** BEGIN DATA SECTION **

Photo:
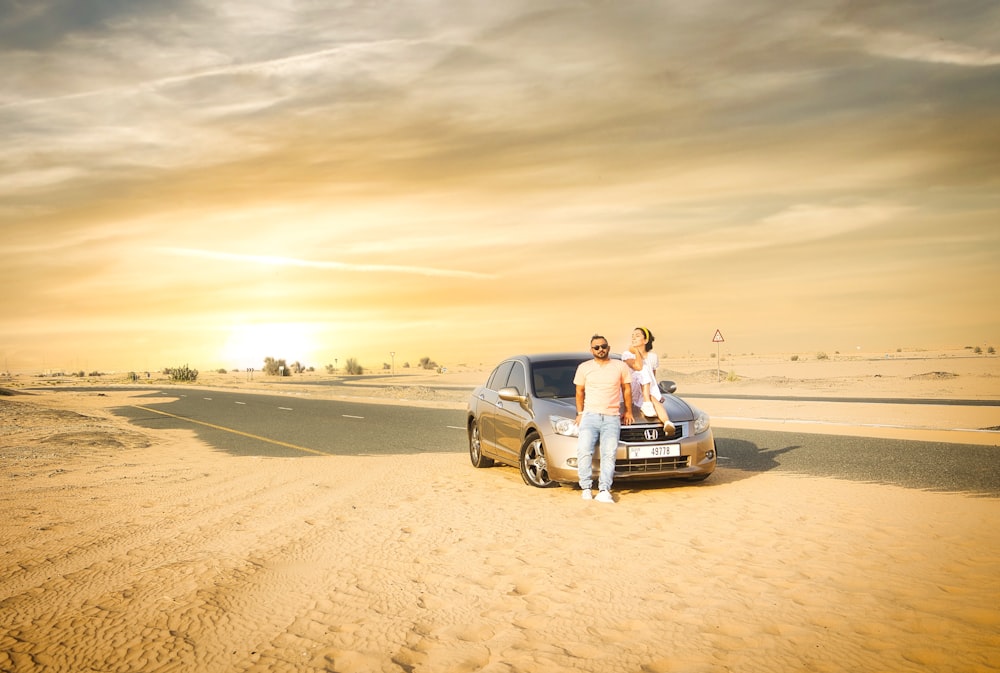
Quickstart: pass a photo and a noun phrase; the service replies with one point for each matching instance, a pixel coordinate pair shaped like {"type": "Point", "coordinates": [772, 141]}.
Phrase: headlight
{"type": "Point", "coordinates": [701, 423]}
{"type": "Point", "coordinates": [565, 426]}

** END DATA SECTION **

§ WHAT THE TASK REQUIRES
Can you print every line of the records above verbatim, leaving out the pictures?

§ EXERCISE OUTPUT
Photo:
Quickstart: pass a photo and a noun phrase; the service replies with one point for each matching instance, a pixel coordinate pair shaped like {"type": "Point", "coordinates": [772, 141]}.
Phrase: headlight
{"type": "Point", "coordinates": [701, 423]}
{"type": "Point", "coordinates": [565, 426]}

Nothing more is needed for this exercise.